### Dataset excerpts
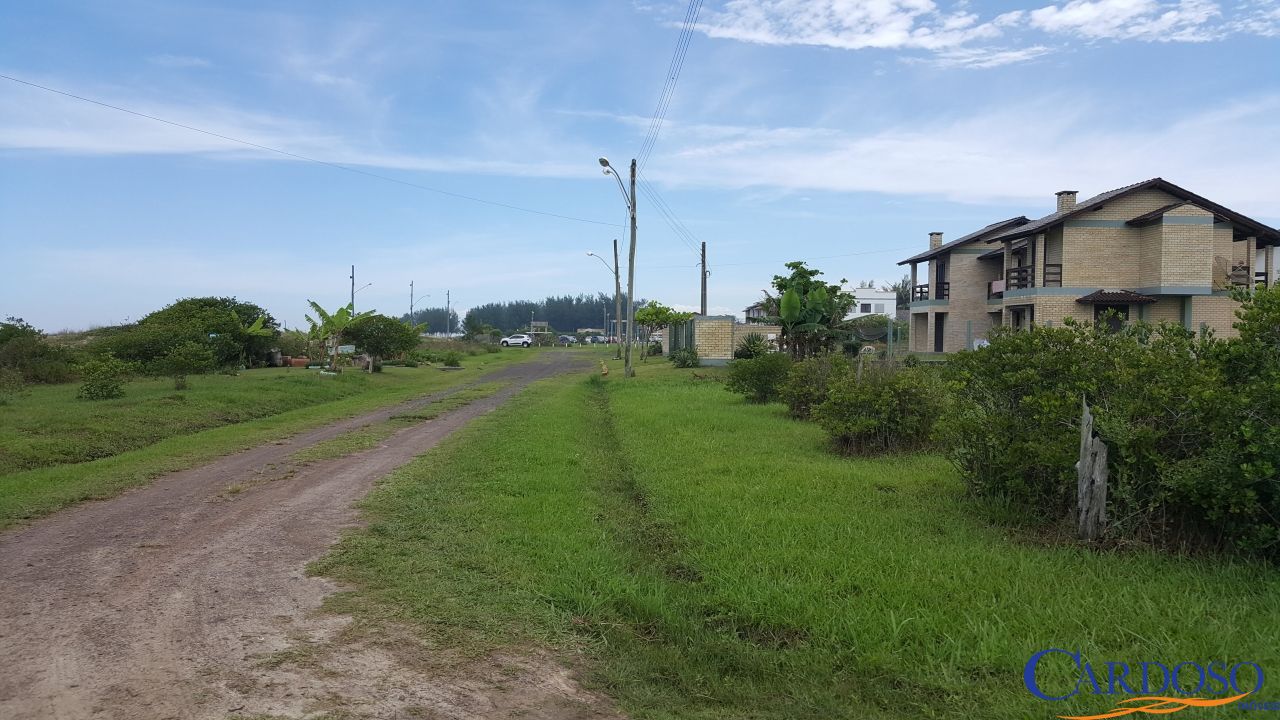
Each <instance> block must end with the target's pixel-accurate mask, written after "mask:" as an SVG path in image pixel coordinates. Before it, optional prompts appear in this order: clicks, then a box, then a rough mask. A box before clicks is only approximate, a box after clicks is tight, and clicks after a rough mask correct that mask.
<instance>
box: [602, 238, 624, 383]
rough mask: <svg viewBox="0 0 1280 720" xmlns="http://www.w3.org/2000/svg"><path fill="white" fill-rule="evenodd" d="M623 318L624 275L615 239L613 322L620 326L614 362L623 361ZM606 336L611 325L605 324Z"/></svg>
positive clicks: (617, 243) (613, 240)
mask: <svg viewBox="0 0 1280 720" xmlns="http://www.w3.org/2000/svg"><path fill="white" fill-rule="evenodd" d="M620 318H622V274H621V270H618V238H613V322H614V323H617V324H618V333H617V338H618V347H617V350H618V352H617V356H616V357H614V360H622V323H620V322H618V319H620ZM604 334H605V337H608V334H609V324H608V322H605V323H604Z"/></svg>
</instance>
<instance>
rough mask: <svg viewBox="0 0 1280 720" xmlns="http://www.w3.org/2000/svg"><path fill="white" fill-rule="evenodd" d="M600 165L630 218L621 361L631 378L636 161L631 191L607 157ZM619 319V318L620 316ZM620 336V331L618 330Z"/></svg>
mask: <svg viewBox="0 0 1280 720" xmlns="http://www.w3.org/2000/svg"><path fill="white" fill-rule="evenodd" d="M600 167H602V168H604V174H607V176H613V179H616V181H618V190H621V191H622V199H623V200H625V201H626V204H627V214H628V215H630V219H631V249H630V250H628V251H627V323H626V328H627V343H626V346H625V347H626V350H625V352H626V361H625V363H623V370H622V377H625V378H631V377H635V374H636V373H635V369H634V368H632V366H631V328H634V327H635V314H636V304H635V296H636V295H635V291H636V161H635V158H632V159H631V192H627V188H626V187H625V186H623V184H622V178H621V177H618V173H617V170H614V169H613V165H611V164H609V159H608V158H600ZM620 320H621V318H620ZM620 337H621V332H620Z"/></svg>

### Work order
Give all of the material above again, replacing every "rough mask" with "coarse mask" and changing nothing else. Leave the pictures out.

### Result for this exercise
Each <instance> block must end with the target's pixel-accurate mask, written after "mask:" as an SVG path in image pixel coordinates. Before it, optional prompts appear in this order: clicks, then a box, then a coarse mask. A box before clicks is only approximate, a box after clicks is tight, and clicks after a coarse mask correct that mask.
<instance>
box: [602, 238, 624, 383]
coarse mask: <svg viewBox="0 0 1280 720" xmlns="http://www.w3.org/2000/svg"><path fill="white" fill-rule="evenodd" d="M623 318L624 275L615 239L613 322L620 326L614 362L623 361ZM606 336L611 325L605 324Z"/></svg>
positive clicks: (617, 243) (613, 240)
mask: <svg viewBox="0 0 1280 720" xmlns="http://www.w3.org/2000/svg"><path fill="white" fill-rule="evenodd" d="M620 318H622V274H621V270H618V238H613V322H614V323H617V324H618V333H617V338H618V347H617V350H618V352H617V356H616V357H614V360H622V323H620V322H618V319H620ZM604 334H605V337H608V334H609V324H608V322H605V323H604Z"/></svg>
</instance>
<instance>
coarse mask: <svg viewBox="0 0 1280 720" xmlns="http://www.w3.org/2000/svg"><path fill="white" fill-rule="evenodd" d="M600 165L630 218L621 361L631 378L636 161L631 191L607 157ZM619 319V318L620 316ZM620 336V331L618 330Z"/></svg>
mask: <svg viewBox="0 0 1280 720" xmlns="http://www.w3.org/2000/svg"><path fill="white" fill-rule="evenodd" d="M600 167H602V168H604V174H607V176H613V179H616V181H618V190H621V191H622V199H623V200H625V201H626V204H627V214H628V215H630V219H631V249H630V250H628V251H627V323H626V328H627V343H626V346H625V347H626V350H625V352H626V361H625V363H623V370H622V377H625V378H631V377H635V374H636V373H635V369H634V368H632V366H631V328H634V327H635V314H636V304H635V296H636V295H635V291H636V161H635V158H632V159H631V192H627V188H626V187H625V186H623V184H622V178H621V177H618V173H617V170H614V169H613V165H611V164H609V159H608V158H600ZM620 320H621V318H620ZM620 337H621V332H620Z"/></svg>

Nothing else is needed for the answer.